**SHORT TASK:**
Extract the entries in their exact form.

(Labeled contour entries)
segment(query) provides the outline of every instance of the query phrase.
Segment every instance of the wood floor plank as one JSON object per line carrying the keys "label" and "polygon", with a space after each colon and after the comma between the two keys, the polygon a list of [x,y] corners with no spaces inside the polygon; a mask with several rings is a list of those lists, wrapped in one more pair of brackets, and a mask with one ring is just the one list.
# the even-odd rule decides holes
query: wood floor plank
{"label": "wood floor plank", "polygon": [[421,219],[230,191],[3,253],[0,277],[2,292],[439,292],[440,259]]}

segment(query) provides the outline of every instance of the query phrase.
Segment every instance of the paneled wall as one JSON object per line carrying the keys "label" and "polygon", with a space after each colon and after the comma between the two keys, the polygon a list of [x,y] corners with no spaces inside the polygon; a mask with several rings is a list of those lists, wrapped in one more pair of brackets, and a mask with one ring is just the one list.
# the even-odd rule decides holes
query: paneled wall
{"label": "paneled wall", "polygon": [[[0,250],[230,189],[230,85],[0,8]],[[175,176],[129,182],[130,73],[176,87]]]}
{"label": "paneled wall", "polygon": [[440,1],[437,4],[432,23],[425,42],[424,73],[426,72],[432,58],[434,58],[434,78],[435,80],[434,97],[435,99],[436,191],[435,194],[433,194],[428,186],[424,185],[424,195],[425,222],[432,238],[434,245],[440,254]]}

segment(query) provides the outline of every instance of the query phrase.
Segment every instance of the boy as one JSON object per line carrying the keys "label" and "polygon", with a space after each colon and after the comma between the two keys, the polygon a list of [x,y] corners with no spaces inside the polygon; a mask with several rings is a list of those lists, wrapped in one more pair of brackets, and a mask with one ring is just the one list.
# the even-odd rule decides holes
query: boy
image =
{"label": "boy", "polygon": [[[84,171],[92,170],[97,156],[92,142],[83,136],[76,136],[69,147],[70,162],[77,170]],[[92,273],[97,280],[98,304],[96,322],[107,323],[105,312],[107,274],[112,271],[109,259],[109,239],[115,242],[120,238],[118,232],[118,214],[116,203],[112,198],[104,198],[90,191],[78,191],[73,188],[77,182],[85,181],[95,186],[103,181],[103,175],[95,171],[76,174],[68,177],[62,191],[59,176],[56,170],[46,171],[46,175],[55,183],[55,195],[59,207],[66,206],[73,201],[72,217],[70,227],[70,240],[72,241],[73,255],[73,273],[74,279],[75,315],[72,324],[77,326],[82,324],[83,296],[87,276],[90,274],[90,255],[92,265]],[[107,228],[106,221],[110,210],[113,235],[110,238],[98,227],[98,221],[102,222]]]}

**RIGHT ANSWER:**
segment(query) provides the outline of every instance of the query phrase.
Segment every instance of the wood floor plank as one JSON object per line carrying the keys "label" and "polygon", with a space after each colon and after the comma between the two keys, the polygon a list of [x,y] corners with no spaces inside the polygon; a mask with several rings is a list of those lists, wrapped in one more pair of brackets, and a mask with one ring is just the one list.
# the even-odd rule decides holes
query: wood floor plank
{"label": "wood floor plank", "polygon": [[421,219],[230,191],[3,253],[0,277],[2,292],[439,292],[440,259]]}

segment(query) provides the outline of every instance of the query phrase.
Segment every instance of the paneled wall as one JSON object per line carrying the keys "label" and "polygon", with a space after each colon and after the comma between the two keys, the polygon a list of [x,y] corners with no spaces inside the polygon; a mask with several rings is a list of those lists, wrapped in one more pair of brackets, and a mask with one ring is just the one list.
# the even-odd rule decides holes
query: paneled wall
{"label": "paneled wall", "polygon": [[[0,250],[230,189],[230,85],[0,8]],[[175,176],[129,182],[130,73],[176,87]]]}
{"label": "paneled wall", "polygon": [[440,1],[437,4],[432,23],[425,42],[424,73],[426,72],[432,58],[434,58],[434,78],[435,80],[434,97],[435,99],[436,191],[435,194],[433,194],[428,186],[424,185],[424,195],[425,222],[432,238],[434,245],[440,254]]}

segment(query) provides the outline of every instance of the query phrase.
Segment every instance of the boy as one JSON object per line carrying the keys "label" and "polygon", with a space after each colon and after the comma between the two keys, the polygon a list of [x,y] corners with no spaces inside the polygon; a mask with several rings is a list of those lists, wrapped in one more pair of brackets, and a mask with one ring is just the one list.
# the even-odd rule decides holes
query: boy
image =
{"label": "boy", "polygon": [[[84,171],[92,170],[97,156],[92,142],[83,136],[76,136],[69,147],[70,162],[77,170]],[[92,273],[97,280],[98,304],[96,322],[107,323],[105,312],[107,274],[112,271],[109,259],[109,239],[115,242],[120,238],[118,232],[118,214],[116,203],[112,198],[104,198],[90,191],[78,191],[73,188],[77,182],[85,181],[95,186],[103,181],[103,175],[95,171],[76,174],[68,177],[62,191],[59,176],[56,170],[46,171],[46,175],[55,183],[55,195],[59,207],[66,206],[73,201],[72,217],[70,227],[70,240],[72,241],[73,255],[73,273],[74,279],[75,315],[72,324],[77,326],[82,324],[83,296],[87,276],[90,274],[90,255],[92,265]],[[107,228],[106,221],[110,210],[113,235],[110,238],[98,227],[98,221],[102,222]]]}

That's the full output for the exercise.